Knicks head coach David Fizdale reacts during the

Knicks head coach David Fizdale reacts during the first quarter against the Pacers at Madison Square Garden on Jan. 11, 2019. Photo Credit: Jim McIsaac

GREENBURGH, N.Y. — While the Knicks were falling apart at Madison Square Garden on Friday night, with defensive lapses turning a tight game into another in a long line of one-sided losses, coach David Fizdale was trying to implore his team to do the things the young and undermanned team has struggled to do.

The result was a 121-106 loss, the 11th in the last 12 games and 16th in the last 18 games for the Knicks (10-32). But in the stands, Fizdale had a supporter, someone who was happy to see him work his way through the harsh days. His high school coach, Sam Sullivan, who also is his cousin, was on hand for the loss and then back in the gym for practice Saturday.
____
◆ **Your task**: Write the next part of the article about Knicks coach David Fizdale, starting after its last sentence. The records that follow come from a different source and have no connection to the article about the Knicks.
____
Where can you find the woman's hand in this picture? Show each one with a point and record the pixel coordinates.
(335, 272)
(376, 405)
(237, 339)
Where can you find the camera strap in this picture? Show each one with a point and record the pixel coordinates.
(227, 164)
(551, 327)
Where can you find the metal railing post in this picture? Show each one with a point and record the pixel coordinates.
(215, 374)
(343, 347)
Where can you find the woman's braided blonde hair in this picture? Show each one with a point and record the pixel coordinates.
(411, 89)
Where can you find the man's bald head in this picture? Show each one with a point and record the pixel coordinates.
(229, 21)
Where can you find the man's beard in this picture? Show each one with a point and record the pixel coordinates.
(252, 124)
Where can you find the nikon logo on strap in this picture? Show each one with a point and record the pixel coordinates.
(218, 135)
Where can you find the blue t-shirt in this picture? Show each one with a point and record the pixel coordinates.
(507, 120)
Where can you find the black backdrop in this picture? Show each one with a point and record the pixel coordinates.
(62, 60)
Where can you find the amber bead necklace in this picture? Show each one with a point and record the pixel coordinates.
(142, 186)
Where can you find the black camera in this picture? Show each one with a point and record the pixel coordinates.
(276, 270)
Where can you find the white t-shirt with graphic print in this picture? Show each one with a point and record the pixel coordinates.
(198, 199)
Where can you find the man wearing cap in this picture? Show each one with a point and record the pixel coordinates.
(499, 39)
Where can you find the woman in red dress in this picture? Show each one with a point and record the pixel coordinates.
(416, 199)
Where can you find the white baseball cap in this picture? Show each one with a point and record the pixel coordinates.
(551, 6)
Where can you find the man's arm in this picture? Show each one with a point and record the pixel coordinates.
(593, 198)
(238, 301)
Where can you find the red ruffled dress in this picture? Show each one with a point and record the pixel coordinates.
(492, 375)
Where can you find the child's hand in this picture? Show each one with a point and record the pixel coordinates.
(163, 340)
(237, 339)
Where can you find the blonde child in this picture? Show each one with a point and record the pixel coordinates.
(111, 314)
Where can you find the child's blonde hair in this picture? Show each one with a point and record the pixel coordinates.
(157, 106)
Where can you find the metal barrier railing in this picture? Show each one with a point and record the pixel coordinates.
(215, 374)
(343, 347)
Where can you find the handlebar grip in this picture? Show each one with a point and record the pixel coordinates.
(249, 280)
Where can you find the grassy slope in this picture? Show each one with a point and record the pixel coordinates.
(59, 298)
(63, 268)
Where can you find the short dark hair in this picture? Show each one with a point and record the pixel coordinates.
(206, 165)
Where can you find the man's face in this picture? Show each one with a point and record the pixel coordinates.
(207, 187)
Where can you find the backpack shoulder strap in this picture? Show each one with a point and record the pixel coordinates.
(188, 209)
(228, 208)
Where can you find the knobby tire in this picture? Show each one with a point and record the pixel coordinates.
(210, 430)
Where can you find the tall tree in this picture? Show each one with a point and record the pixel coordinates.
____
◆ **Answer to this problem**:
“He’s proud,” Fizdale said. “Think about it, he’s been with me my whole life. He’s watched me come through this thing my whole life. To be able to share it with him and be in Madison Square Garden, watch me walk the sidelines, if we went 0-82, he would be glowing still.”

He may be proud of Fizdale regardless of whether he's 10-32 or 0-82, but from the sound of it, Sullivan — who retired from Fremont High School in California in 2016 after 39 years — might have taken a harder tone with the Knicks than Fizdale has done.

“Oh, I wish I could say what he used to say to me to these guys,” Fizdale said. “I think I’d get fired and a lawsuit. But he got away with it because he was my blood and my mom was rooting him on to yell at me.”

If Sullivan has any ideas on how to get the Knicks' rotating cast of kids to defend, Fizdale likely is open to suggestions. They rank 29th in the NBA in defensive rating and allow a 27th-worst 116 points per game. On Friday, they saw a tie turn into a 12-point halftime deficit in little more than two minutes.

“We struggle with the concepts right now,” Fizdale said. “We really do. And the biggest one is the weak side of our defense and understanding how to scramble out of coverage. Which is typical. In my conversations with other coaches that have coached similar-type teams, that was always their biggest issue was ball movement, getting them to share the ball and getting them to understand how to defend on the weak side.”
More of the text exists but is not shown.